-- Description of the task --
Could you extract the passage from "Each week for" to "of Government (capitolwords.org).", word for word, from the post on Wilma Webb?

-- Page --
>>>>
Each week for 26 weeks, I am publishing a post about women who are not widely known but should be—women who can inspire us, teach us, and encourage us to get out of our comfort zones and reach for our dreams. Week 23 of my A to Z challenge introduces us to Wilma Webb.
I have wanted to focus on a local Colorado woman for at least one letter in my A to Z Challenge, and I found the perfect opportunity to do so with Wilma Webb. Wilma Gerdine was born in Denver on May 17, 1943. Her mother, Faye, was a nurse’s assistant, and her father, Frank, worked for the government. She was raised in the city’s Five Points Neighborhood, attended the University of Colorado at Denver and later received a graduate degree from the Harvard University’s John F. Kennedy School of Government (capitolwords.org).
Wilma married Wellington Webb in 1969, and by that point she was already involved in public school reform and was co-founder of the committee on Greater Opportunity. She became a Democratic Committeewoman in 1973 and served as the Democratic Party Secretary, editor of the Democratic State Newsletter, and chair of the Democratic Committee on Housing. In 1980 she was elected to the Colorado Legislature, and while in office, she became the first minority woman appointed to the Colorado Joint Budget Committee. As the first woman to represent House District 8, “she was also a champion for the rights of women and led legislation to make it unlawful to discriminate against women in the workplace or in the pursuit of an education. Wilma fought to help women and minority professionals lead successful businesses in Colorado. Additionally, Wilma served as an advocate to end discrimination on the basis of a person’s sexual orientation or physical disability” (capitolwords.org). While accomplishing all of this, she also raised four children.
<<<<
-- Given data --
>>>>
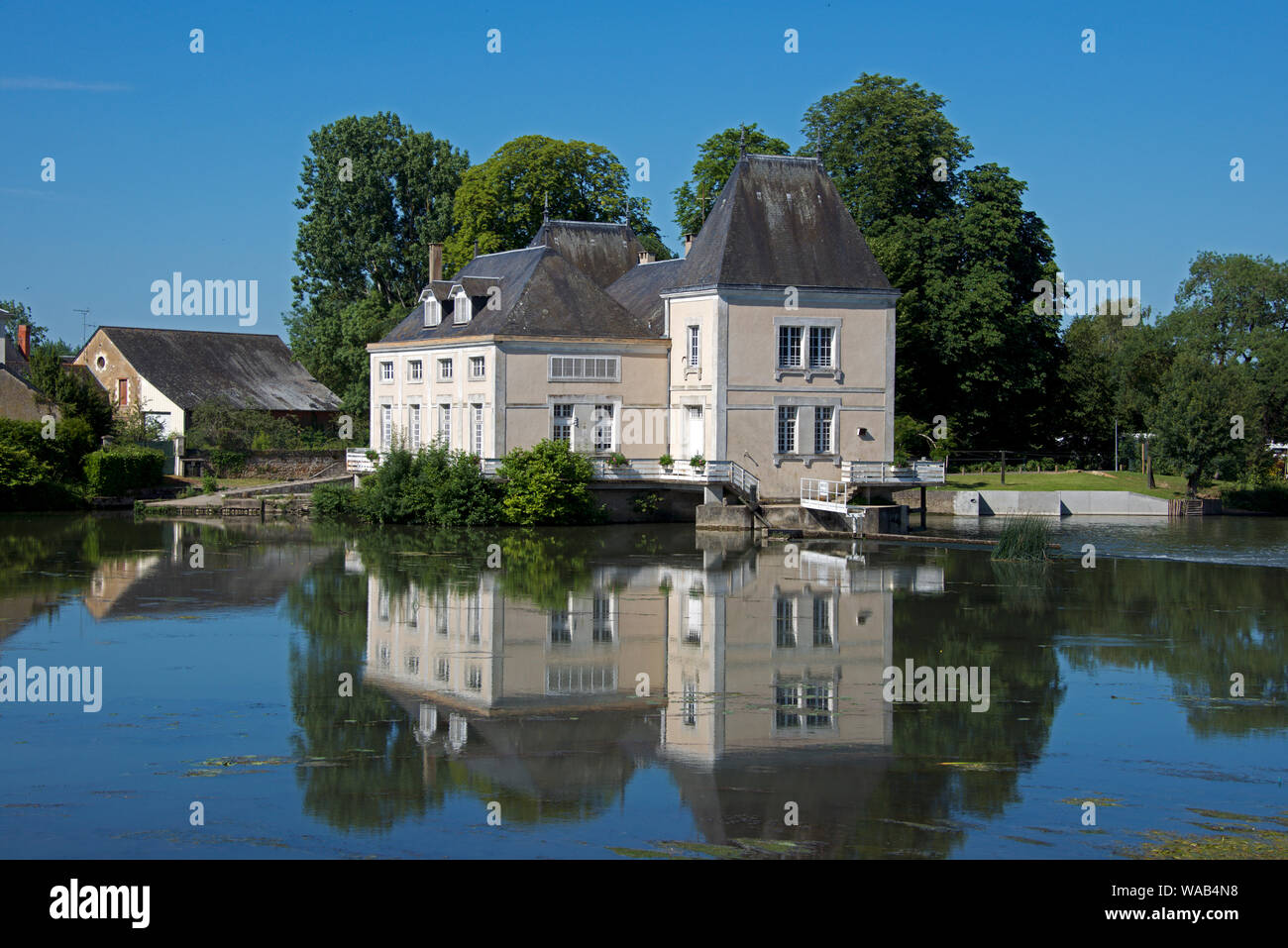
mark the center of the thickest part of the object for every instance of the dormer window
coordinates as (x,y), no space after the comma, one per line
(462,308)
(433,311)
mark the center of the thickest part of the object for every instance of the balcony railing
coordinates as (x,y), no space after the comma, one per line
(884,473)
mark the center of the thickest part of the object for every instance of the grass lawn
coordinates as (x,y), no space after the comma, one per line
(1167,485)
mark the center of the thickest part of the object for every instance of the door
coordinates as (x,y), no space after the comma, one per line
(696,436)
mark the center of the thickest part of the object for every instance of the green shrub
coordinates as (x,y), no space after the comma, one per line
(548,484)
(335,502)
(1022,539)
(1271,498)
(115,471)
(226,463)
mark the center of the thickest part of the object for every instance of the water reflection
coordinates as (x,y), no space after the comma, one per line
(548,670)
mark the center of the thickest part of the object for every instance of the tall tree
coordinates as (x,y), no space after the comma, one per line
(375,194)
(716,158)
(964,252)
(500,202)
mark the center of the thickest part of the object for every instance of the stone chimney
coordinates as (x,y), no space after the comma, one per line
(436,261)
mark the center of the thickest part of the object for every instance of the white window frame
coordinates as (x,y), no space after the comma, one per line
(463,308)
(572,368)
(413,427)
(790,355)
(477,428)
(815,335)
(825,427)
(433,311)
(787,414)
(597,427)
(445,423)
(561,412)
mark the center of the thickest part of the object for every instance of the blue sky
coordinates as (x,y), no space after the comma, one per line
(168,159)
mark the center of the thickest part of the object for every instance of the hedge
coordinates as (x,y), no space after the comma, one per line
(114,472)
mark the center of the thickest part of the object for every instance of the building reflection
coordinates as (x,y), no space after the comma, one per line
(752,674)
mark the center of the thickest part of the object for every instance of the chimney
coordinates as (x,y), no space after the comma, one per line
(436,261)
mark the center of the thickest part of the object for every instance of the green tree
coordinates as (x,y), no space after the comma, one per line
(964,252)
(548,484)
(375,194)
(716,158)
(18,313)
(500,202)
(1196,419)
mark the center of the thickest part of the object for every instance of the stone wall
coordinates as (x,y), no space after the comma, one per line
(279,466)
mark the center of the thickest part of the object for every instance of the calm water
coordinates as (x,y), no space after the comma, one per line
(634,690)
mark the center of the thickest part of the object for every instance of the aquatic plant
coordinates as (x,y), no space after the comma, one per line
(1022,539)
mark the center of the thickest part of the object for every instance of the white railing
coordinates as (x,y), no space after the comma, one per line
(884,473)
(681,472)
(356,460)
(824,494)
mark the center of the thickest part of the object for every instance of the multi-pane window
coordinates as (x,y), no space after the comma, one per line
(445,423)
(601,620)
(822,622)
(789,347)
(786,429)
(562,423)
(413,425)
(785,623)
(460,308)
(823,425)
(585,368)
(603,428)
(820,347)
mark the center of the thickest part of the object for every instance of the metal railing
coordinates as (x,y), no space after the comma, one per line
(681,472)
(885,473)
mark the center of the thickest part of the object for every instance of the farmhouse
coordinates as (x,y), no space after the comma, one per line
(168,372)
(769,346)
(18,397)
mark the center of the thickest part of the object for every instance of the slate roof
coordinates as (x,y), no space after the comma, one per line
(601,252)
(541,294)
(245,369)
(639,290)
(780,222)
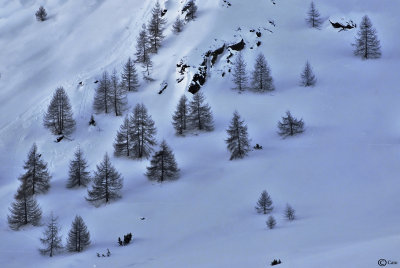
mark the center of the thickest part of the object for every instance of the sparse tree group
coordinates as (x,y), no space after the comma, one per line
(59,118)
(107,183)
(290,126)
(41,14)
(367,45)
(238,142)
(110,95)
(261,79)
(135,137)
(314,19)
(163,166)
(193,115)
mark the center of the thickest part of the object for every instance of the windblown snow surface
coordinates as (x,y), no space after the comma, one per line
(341,175)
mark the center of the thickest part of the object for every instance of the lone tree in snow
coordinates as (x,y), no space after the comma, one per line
(200,116)
(156,27)
(238,141)
(51,240)
(271,222)
(240,73)
(117,95)
(130,81)
(143,50)
(163,165)
(78,174)
(290,213)
(177,27)
(261,76)
(78,236)
(102,102)
(142,133)
(367,44)
(92,122)
(264,204)
(41,14)
(191,9)
(180,117)
(122,143)
(314,19)
(307,76)
(24,210)
(290,125)
(59,118)
(36,178)
(107,183)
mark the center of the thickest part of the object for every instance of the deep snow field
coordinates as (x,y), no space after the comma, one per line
(341,175)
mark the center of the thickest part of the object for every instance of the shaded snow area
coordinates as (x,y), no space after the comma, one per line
(341,175)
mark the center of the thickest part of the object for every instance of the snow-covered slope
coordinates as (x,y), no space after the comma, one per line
(340,175)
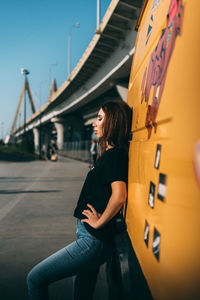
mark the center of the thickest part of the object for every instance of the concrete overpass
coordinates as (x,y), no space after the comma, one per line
(101,74)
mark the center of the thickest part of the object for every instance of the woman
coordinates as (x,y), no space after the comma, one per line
(102,196)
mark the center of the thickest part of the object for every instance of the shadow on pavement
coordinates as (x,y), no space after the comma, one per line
(6,192)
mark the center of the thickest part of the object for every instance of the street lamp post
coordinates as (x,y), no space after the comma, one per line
(98,14)
(40,117)
(50,71)
(77,25)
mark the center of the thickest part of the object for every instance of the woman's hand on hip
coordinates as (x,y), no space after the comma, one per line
(92,216)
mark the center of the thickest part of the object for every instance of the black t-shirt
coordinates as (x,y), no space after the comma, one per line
(111,166)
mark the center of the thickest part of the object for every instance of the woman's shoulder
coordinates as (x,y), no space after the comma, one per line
(115,154)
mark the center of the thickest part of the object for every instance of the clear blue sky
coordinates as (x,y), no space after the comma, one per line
(33,35)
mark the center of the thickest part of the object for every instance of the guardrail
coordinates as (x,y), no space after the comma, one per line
(77,150)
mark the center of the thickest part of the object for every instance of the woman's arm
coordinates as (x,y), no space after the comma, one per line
(117,199)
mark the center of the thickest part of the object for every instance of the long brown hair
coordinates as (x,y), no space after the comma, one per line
(116,126)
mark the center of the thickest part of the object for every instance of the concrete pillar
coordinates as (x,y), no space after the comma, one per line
(60,131)
(36,134)
(122,91)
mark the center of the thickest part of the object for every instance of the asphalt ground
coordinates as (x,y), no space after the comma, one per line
(37,200)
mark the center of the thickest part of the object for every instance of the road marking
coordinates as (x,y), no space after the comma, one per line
(8,207)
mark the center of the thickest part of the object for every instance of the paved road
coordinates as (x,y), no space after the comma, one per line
(37,200)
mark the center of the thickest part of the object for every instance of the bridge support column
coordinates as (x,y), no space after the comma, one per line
(36,134)
(60,131)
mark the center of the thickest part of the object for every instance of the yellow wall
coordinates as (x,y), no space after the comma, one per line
(176,274)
<<<<
-- Response to the task --
Each week for 26 weeks, I am publishing a post about women who are not widely known but should be—women who can inspire us, teach us, and encourage us to get out of our comfort zones and reach for our dreams. Week 23 of my A to Z challenge introduces us to Wilma Webb.
I have wanted to focus on a local Colorado woman for at least one letter in my A to Z Challenge, and I found the perfect opportunity to do so with Wilma Webb. Wilma Gerdine was born in Denver on May 17, 1943. Her mother, Faye, was a nurse’s assistant, and her father, Frank, worked for the government. She was raised in the city’s Five Points Neighborhood, attended the University of Colorado at Denver and later received a graduate degree from the Harvard University’s John F. Kennedy School of Government (capitolwords.org).